### Vorgelegter Text
Der Heilige Geist fülle die Herzensschale

Predigt über Johannes 16,5‑15 zum Pfingstsonntag

Liebe Brüder und Schwestern in Christus!

„Komm, Heiliger Geist, erfüll die Herzen deiner Gläu­bigen!“, so beten wir zu Pfingsten. Im Halleluja­vers haben wir diese Bitte vor Gott gebracht, und in den Pfingst­liedern taucht sie in allerlei Ab­wandlungen auf: Der Heilige Geist möge unsere Herzen erfüllen. Das Herz steht dabei für unser Innerstes, für unsere Seele, für unser ganzes Empfinden und Denken, für unser ganzes Wesen. So betrachtet, können wir unser Herz mit einem Gefäß ver­gleichen, mit einer Schale, die gefüllt werden kann. Und das, womit diese Schale gefüllt ist, das prägt unser Denken, Reden und Tun.

Wir alle kennen Lebens­situationen, in denen unser Herz voll war von irgend­etwas. Stets kreisten die Gedanken um das, was unser Herz erfüllte, und unser ganzer Tageslauf war geprägt davon. Dieses Etwas, das das Herz erfüllt, kann zum Beispiel Verliebt­heit sein. Wenn eine Frau sich in einen Mann verliebt, dann ist ihre Herzens­schale randvoll mit Liebe zu diesem Mann. Und diese Liebe in ihrer Herzens­schale bestimmt ihr ganzes Denken und Verhalten. Gleich morgens beim Aufwachen denkt sie an ihren Geliebten, und sie schläft mit seinem Bild im Herzen am Abend ein. Manchmal singt sie ein Liebeslied vor sich hin: „Du, du liegt mir im Herzen“, „Dein ist mein ganzes Herz“ oder ähnliches. Wenn sie sich mit anderen unterhält, spricht sie auffallend viel von ihrem Geliebten, voller Freude und Be­wunderung. Und in ihrem Tun ist sie darauf bedacht, Zeichen der Liebe aus­zusenden, kleine Geschenke, Liebegrüße per Brief oder Handy, eine neue Frisur oder was es sonst sein kann.

### Arbeitsauftrag
Gib bitte aus der Pfingstpredigt wortgetreu den Abschnitt wieder, der mit „Der Heilige Geist fülle“ beginnt und bis einschließlich „Reden und Tun.“ reicht.

### Ausgewählte Datensätze
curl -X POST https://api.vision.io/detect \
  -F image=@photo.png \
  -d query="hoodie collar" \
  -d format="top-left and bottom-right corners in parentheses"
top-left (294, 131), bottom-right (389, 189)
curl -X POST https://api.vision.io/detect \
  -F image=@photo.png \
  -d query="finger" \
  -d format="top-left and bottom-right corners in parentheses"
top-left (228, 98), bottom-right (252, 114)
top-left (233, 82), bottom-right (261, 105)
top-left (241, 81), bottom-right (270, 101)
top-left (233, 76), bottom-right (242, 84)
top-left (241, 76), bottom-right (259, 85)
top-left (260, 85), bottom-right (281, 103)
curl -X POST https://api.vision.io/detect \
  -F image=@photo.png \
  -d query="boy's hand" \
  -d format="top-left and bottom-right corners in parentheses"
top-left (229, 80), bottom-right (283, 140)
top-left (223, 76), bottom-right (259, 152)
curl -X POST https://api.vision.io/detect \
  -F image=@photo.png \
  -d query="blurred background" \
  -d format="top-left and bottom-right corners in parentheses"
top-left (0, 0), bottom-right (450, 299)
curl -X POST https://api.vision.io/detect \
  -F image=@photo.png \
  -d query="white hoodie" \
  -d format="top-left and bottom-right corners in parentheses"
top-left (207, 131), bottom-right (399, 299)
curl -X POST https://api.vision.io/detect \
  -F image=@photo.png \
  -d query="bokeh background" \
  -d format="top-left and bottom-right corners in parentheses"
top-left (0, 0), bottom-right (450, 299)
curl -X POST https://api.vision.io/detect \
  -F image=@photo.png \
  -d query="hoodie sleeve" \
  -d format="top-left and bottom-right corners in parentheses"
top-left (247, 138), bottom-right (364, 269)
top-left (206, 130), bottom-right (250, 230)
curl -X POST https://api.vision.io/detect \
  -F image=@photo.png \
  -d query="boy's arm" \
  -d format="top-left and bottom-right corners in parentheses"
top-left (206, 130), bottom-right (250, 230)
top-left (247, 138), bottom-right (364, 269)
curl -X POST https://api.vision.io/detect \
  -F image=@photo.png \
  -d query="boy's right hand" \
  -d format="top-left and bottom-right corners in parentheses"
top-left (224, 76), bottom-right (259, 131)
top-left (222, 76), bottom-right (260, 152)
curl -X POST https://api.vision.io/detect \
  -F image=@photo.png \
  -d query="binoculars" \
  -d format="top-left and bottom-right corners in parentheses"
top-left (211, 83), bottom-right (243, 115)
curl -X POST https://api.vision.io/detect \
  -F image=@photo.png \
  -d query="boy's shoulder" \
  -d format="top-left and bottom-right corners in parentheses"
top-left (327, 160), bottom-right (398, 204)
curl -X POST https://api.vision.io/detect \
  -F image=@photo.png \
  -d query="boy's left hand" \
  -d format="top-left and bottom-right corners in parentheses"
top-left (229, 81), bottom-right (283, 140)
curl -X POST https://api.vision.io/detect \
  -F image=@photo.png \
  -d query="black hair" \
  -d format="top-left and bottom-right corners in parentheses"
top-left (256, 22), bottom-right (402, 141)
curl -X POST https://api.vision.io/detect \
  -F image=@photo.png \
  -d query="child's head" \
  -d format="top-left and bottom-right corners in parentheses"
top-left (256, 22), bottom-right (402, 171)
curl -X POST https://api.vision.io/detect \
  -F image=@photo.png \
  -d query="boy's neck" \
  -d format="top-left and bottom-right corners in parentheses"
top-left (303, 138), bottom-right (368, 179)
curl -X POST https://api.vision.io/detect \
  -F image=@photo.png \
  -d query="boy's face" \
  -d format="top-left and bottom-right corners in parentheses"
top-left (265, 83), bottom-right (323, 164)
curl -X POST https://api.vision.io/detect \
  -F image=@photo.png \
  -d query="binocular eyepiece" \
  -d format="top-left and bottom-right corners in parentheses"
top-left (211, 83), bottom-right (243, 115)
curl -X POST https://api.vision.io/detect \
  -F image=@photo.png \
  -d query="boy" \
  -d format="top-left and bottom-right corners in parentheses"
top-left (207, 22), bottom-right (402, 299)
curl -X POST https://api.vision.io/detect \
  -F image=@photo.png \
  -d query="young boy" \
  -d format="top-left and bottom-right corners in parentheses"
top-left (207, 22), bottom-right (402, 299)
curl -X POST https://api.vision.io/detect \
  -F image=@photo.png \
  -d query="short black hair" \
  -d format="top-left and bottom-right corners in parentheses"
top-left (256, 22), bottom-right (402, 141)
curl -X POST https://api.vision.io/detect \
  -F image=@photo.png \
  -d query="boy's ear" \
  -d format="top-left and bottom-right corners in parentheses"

### Lösung
Der Heilige Geist fülle die Herzensschale

Predigt über Johannes 16,5‑15 zum Pfingstsonntag

Liebe Brüder und Schwestern in Christus!

„Komm, Heiliger Geist, erfüll die Herzen deiner Gläu­bigen!“, so beten wir zu Pfingsten. Im Halleluja­vers haben wir diese Bitte vor Gott gebracht, und in den Pfingst­liedern taucht sie in allerlei Ab­wandlungen auf: Der Heilige Geist möge unsere Herzen erfüllen. Das Herz steht dabei für unser Innerstes, für unsere Seele, für unser ganzes Empfinden und Denken, für unser ganzes Wesen. So betrachtet, können wir unser Herz mit einem Gefäß ver­gleichen, mit einer Schale, die gefüllt werden kann. Und das, womit diese Schale gefüllt ist, das prägt unser Denken, Reden und Tun.